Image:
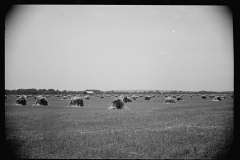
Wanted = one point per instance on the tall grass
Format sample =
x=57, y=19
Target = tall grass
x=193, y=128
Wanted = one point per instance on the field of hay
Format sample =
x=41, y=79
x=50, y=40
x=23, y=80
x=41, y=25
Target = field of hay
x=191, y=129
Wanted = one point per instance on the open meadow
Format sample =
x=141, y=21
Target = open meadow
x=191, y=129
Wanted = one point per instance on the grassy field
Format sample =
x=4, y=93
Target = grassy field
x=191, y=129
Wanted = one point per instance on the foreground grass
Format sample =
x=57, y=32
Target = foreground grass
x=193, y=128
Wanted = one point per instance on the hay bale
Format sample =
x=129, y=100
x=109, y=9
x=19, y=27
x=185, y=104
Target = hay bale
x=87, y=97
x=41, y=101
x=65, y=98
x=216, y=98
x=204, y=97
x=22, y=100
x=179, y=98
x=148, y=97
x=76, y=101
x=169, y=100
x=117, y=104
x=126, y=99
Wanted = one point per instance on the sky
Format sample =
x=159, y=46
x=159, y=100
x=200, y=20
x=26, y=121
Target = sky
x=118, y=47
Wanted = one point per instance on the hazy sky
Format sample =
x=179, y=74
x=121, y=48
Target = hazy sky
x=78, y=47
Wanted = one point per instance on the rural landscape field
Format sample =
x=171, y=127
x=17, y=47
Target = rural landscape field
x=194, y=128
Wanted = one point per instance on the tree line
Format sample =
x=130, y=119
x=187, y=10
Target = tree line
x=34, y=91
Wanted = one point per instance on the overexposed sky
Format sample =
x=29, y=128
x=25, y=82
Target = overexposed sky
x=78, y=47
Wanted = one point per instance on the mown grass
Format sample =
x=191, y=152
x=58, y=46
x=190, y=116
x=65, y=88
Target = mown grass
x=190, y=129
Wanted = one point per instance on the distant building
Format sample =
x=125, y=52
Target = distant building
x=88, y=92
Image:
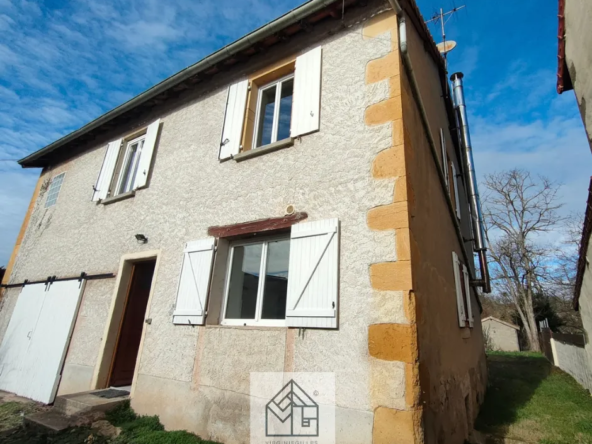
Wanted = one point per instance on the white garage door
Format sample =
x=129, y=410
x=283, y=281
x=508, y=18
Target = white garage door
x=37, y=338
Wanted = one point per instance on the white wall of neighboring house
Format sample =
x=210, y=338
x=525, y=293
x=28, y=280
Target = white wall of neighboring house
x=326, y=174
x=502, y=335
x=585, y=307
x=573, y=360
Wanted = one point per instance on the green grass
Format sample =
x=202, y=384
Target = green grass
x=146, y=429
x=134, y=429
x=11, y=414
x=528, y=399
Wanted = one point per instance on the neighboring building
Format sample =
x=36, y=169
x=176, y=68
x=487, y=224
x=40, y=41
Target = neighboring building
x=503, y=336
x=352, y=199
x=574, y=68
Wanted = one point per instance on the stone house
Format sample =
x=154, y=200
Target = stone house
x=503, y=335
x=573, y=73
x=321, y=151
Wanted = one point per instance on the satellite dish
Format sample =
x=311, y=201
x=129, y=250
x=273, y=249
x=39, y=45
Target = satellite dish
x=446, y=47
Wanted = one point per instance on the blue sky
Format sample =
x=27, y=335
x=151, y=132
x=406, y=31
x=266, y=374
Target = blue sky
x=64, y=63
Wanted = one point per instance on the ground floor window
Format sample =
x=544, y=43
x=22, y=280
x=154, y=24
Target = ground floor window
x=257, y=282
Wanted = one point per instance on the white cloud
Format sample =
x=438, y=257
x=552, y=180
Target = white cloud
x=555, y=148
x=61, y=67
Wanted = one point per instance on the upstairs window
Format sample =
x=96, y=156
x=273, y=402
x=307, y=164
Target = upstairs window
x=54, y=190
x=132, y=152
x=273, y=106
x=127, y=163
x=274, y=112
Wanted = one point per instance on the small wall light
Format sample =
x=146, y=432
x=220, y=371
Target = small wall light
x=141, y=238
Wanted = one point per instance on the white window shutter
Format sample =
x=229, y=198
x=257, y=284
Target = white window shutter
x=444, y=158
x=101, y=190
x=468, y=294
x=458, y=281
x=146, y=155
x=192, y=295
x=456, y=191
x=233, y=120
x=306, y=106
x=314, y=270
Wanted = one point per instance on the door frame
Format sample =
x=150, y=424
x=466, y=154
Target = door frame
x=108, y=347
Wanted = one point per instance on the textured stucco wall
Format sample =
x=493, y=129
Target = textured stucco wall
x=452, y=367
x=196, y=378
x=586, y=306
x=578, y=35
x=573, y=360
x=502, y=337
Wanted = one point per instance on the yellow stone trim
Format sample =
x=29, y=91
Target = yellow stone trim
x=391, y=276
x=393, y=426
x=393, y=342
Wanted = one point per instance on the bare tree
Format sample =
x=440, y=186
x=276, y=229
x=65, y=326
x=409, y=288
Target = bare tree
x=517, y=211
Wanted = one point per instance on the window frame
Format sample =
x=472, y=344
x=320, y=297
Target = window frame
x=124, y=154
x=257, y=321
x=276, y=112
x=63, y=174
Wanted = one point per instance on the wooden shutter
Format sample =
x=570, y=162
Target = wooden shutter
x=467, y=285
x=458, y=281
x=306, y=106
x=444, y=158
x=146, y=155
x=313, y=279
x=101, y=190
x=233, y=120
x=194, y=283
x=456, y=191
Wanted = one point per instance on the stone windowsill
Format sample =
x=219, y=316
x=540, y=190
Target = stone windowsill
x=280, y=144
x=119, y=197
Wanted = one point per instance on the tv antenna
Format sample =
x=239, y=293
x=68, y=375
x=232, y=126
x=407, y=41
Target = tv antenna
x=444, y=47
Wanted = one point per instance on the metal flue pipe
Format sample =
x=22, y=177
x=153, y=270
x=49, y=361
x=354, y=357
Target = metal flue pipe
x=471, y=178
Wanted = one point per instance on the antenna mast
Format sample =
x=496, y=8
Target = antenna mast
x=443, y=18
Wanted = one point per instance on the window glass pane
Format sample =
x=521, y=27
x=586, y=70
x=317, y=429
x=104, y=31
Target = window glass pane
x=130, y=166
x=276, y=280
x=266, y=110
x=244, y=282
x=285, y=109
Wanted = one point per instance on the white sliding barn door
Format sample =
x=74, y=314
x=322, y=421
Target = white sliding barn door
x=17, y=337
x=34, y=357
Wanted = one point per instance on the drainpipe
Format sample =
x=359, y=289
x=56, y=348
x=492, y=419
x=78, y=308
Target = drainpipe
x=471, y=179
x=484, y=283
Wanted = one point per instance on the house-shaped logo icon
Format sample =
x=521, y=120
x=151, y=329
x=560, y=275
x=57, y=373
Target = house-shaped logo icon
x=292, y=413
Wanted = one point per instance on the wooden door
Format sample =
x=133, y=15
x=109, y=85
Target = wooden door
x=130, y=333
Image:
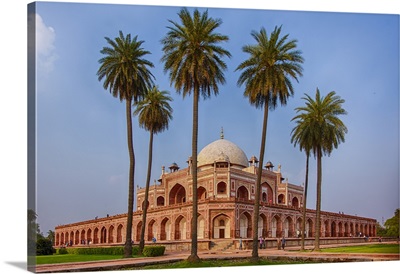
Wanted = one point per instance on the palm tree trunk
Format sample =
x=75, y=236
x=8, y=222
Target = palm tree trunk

SHORT EXERCISE >> Reproduce the listing above line for line, omitting the pictures.

FINISHED ANSWER >>
Image:
Wanted = one point per instance on the tall grass
Format sample =
x=57, y=19
Target = tall grass
x=193, y=128
Wanted = one point per instance on the field of hay
Format sample =
x=41, y=79
x=50, y=40
x=23, y=80
x=41, y=25
Target = field of hay
x=191, y=129
Wanted = one point per instance on the open meadow
Format sample =
x=141, y=21
Target = open meadow
x=191, y=129
Wanted = one point per instance on the grassy field
Format sample =
x=4, y=93
Target = grassy field
x=191, y=129
Wanted = one point per instance on the foreground grass
Format sample =
x=57, y=32
Target = foreground grass
x=193, y=128
Wanted = one point per instance on the hay bale
Format sample =
x=129, y=100
x=109, y=9
x=19, y=27
x=185, y=104
Target = hay bale
x=87, y=97
x=41, y=101
x=65, y=98
x=216, y=98
x=204, y=97
x=22, y=100
x=179, y=98
x=148, y=97
x=76, y=101
x=169, y=100
x=117, y=104
x=126, y=99
Wanted = one point per instance on the sky
Format sample =
x=159, y=46
x=159, y=100
x=200, y=20
x=26, y=121
Target = sky
x=118, y=47
Wanted = one point per instance on the hazy sky
Format sample =
x=179, y=74
x=121, y=48
Target = hazy sky
x=78, y=47
Wanted = one point per instance on the rural landscape field
Format sample =
x=171, y=127
x=17, y=47
Target = rural landscape field
x=194, y=128
Wanted = one point per instance on the tree line
Format sample =
x=130, y=119
x=187, y=10
Target = tree line
x=34, y=91
Wanted = one point per instance on the overexposed sky
Format sample =
x=29, y=128
x=25, y=82
Target = overexposed sky
x=78, y=47
Wanted = one point per instance on the mown grass
Format sample =
x=191, y=152
x=58, y=46
x=190, y=116
x=65, y=88
Target = mown grass
x=190, y=129
Wanted = one point per instance on the distant building
Format sample =
x=125, y=52
Target = distant building
x=88, y=92
Image:
Wanted = one point per instance on the white garage door
Format sample =
x=129, y=410
x=283, y=281
x=508, y=18
Target = white garage door
x=37, y=338
Wanted = one point per instance on the white wall of neighboring house
Format sample =
x=210, y=338
x=525, y=293
x=28, y=280
Target = white wall of neighboring house
x=326, y=174
x=502, y=335
x=585, y=307
x=573, y=360
Wanted = one point per instance on the green grass
Format sample =
x=202, y=384
Target = green grass
x=146, y=429
x=134, y=429
x=11, y=414
x=528, y=399
Wanted = one point per instance on the neighboring building
Format sample =
x=36, y=169
x=176, y=68
x=487, y=224
x=40, y=41
Target = neighboring building
x=503, y=336
x=352, y=199
x=574, y=68
Wanted = one point per instance on the stone house
Format sample =
x=154, y=200
Target = stone house
x=503, y=335
x=573, y=73
x=321, y=151
Wanted = one point per instance on the satellite dish
Format sample =
x=311, y=201
x=129, y=250
x=273, y=249
x=39, y=45
Target = satellite dish
x=446, y=47
Wanted = one point per instance on the blue sky
Format sample =
x=27, y=335
x=151, y=132
x=406, y=31
x=266, y=374
Target = blue sky
x=64, y=63
Wanted = one point per instance on the ground floor window
Format sample =
x=544, y=43
x=22, y=280
x=154, y=24
Target = ground floor window
x=257, y=282
Wanted = one point per instance on the white cloud
Format sample =
x=438, y=257
x=552, y=180
Target = white cloud
x=555, y=148
x=61, y=67
Wanted = one point per instance on the upstairs window
Format sample =
x=96, y=156
x=273, y=402
x=307, y=164
Target = upstairs window
x=54, y=190
x=132, y=152
x=273, y=106
x=127, y=163
x=274, y=112
Wanted = one point per instance on the small wall light
Format sample =
x=146, y=432
x=220, y=371
Target = small wall light
x=141, y=238
Wanted = one point per instance on the white window shutter
Format sample =
x=229, y=198
x=257, y=284
Target = white window shutter
x=444, y=158
x=101, y=190
x=468, y=294
x=458, y=281
x=146, y=155
x=192, y=295
x=456, y=191
x=233, y=120
x=306, y=106
x=314, y=270
Wanted = one point per instance on the door frame
Format sample =
x=150, y=424
x=466, y=154
Target = door frame
x=108, y=347
Wanted = one point per instance on the textured stucco wall
Format sample =
x=493, y=129
Target = textured stucco wall
x=452, y=367
x=196, y=378
x=586, y=306
x=578, y=35
x=573, y=360
x=502, y=337
Wanted = one point per instance on the yellow stone trim
Format sample =
x=29, y=91
Target = yellow stone trim
x=391, y=276
x=393, y=426
x=393, y=342
Wanted = one point per instance on the bare tree
Format sample =
x=440, y=186
x=276, y=229
x=65, y=326
x=409, y=288
Target = bare tree
x=517, y=211
Wanted = one point per instance on the window frame
Format sample =
x=472, y=344
x=320, y=297
Target = window frame
x=124, y=154
x=257, y=321
x=276, y=112
x=63, y=174
Wanted = one point per instance on the wooden shutter
Format sample =
x=570, y=162
Target = wooden shutter
x=467, y=285
x=458, y=281
x=306, y=106
x=444, y=158
x=146, y=155
x=313, y=279
x=101, y=190
x=233, y=120
x=194, y=283
x=456, y=191
Wanted = one point per instance on the stone windowsill
Format sample =
x=219, y=316
x=540, y=190
Target = stone windowsill
x=280, y=144
x=119, y=197
Wanted = one point per instance on the tv antenna
Format sample =
x=239, y=293
x=68, y=375
x=232, y=126
x=407, y=41
Target = tv antenna
x=444, y=47
Wanted = one point per instance on the metal flue pipe
Format sample =
x=22, y=177
x=153, y=270
x=49, y=361
x=354, y=357
Target = metal flue pipe
x=471, y=178
Wanted = one point per instance on the antenna mast
Format sample =
x=496, y=8
Target = antenna mast
x=443, y=18
Wanted = one point per instance on the window glass pane
Format sample =
x=521, y=27
x=586, y=70
x=317, y=429
x=104, y=31
Target = window glass pane
x=130, y=166
x=276, y=280
x=266, y=110
x=244, y=282
x=285, y=109
Wanted = one point per instance on the white sliding barn door
Format sample =
x=74, y=314
x=322, y=421
Target = white sliding barn door
x=17, y=337
x=34, y=357
Wanted = one point per instance on the drainpipe
Format sample =
x=359, y=289
x=56, y=348
x=492, y=419
x=78, y=308
Target = drainpipe
x=471, y=179
x=484, y=283
Wanted = one point per instance on the house-shaped logo icon
Format sample =
x=521, y=120
x=151, y=329
x=560, y=275
x=57, y=373
Target = house-shaped logo icon
x=292, y=413
Wanted = one point per instance on the wooden door
Format sample =
x=133, y=15
x=109, y=85
Target = wooden door
x=130, y=333
Image:
Wanted = one point per instance on the palm tree trunk
Format sample =
x=75, y=236
x=8, y=222
Target = palm tree trunk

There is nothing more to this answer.